The data:
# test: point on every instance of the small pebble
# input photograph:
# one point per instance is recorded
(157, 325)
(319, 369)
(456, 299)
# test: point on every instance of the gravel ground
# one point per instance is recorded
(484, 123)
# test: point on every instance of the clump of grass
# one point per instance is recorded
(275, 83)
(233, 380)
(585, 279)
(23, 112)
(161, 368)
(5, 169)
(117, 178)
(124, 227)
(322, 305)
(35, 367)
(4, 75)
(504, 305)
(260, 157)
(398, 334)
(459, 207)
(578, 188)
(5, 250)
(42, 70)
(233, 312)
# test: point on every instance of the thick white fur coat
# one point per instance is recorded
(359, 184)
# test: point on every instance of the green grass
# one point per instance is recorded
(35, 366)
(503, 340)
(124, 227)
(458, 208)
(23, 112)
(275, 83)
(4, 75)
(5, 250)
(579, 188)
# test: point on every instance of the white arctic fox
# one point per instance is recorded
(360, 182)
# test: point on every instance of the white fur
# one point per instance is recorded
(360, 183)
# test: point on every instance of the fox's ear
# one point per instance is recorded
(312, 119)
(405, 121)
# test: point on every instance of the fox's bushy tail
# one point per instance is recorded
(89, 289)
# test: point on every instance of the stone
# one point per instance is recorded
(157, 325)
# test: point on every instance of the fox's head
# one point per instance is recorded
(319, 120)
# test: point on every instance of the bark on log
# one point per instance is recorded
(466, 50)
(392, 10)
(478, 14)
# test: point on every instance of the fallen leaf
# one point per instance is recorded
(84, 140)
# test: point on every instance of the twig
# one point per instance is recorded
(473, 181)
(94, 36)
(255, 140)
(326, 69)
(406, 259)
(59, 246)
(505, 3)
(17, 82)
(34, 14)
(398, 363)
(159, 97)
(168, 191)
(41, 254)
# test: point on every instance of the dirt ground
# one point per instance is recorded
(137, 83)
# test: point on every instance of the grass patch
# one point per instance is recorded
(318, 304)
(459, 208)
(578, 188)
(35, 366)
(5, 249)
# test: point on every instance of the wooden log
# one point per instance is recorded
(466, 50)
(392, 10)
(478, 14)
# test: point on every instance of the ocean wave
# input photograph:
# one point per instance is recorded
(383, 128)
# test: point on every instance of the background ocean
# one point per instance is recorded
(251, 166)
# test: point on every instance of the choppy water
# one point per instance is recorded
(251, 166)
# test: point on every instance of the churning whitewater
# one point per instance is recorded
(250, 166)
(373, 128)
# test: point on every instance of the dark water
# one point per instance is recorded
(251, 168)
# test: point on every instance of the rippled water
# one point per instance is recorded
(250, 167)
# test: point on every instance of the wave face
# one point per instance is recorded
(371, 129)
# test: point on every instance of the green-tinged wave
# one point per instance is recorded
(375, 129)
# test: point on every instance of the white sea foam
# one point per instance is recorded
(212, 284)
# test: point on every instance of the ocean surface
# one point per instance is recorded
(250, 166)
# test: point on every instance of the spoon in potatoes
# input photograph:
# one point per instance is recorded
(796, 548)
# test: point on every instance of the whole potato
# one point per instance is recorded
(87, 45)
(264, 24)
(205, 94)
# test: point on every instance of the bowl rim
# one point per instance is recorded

Assignment: Retype exactly the lines above, from the one with "# test: point on every instance of the thick" through the one with "# test: point on every instance of the fox's head", inclusive.

Answer section:
# test: point on every instance of the thick white fur coat
# one point per instance is recorded
(359, 184)
# test: point on every instance of the green grass
# one point per instance is recorded
(35, 366)
(503, 340)
(124, 227)
(458, 208)
(23, 112)
(275, 83)
(4, 75)
(5, 250)
(579, 188)
# test: point on every instance of the white arctic fox
# one point per instance is recorded
(360, 182)
# test: point on every instance of the white fur
# one point per instance is recorded
(360, 183)
# test: point on every instance of the fox's ear
# one point per instance is recorded
(312, 119)
(405, 121)
# test: point on every instance of the fox's bushy tail
# one point per instance is recorded
(89, 289)
# test: point on every instance of the stone
# one point per instance is recorded
(157, 325)
# test: point on every instance of the fox's head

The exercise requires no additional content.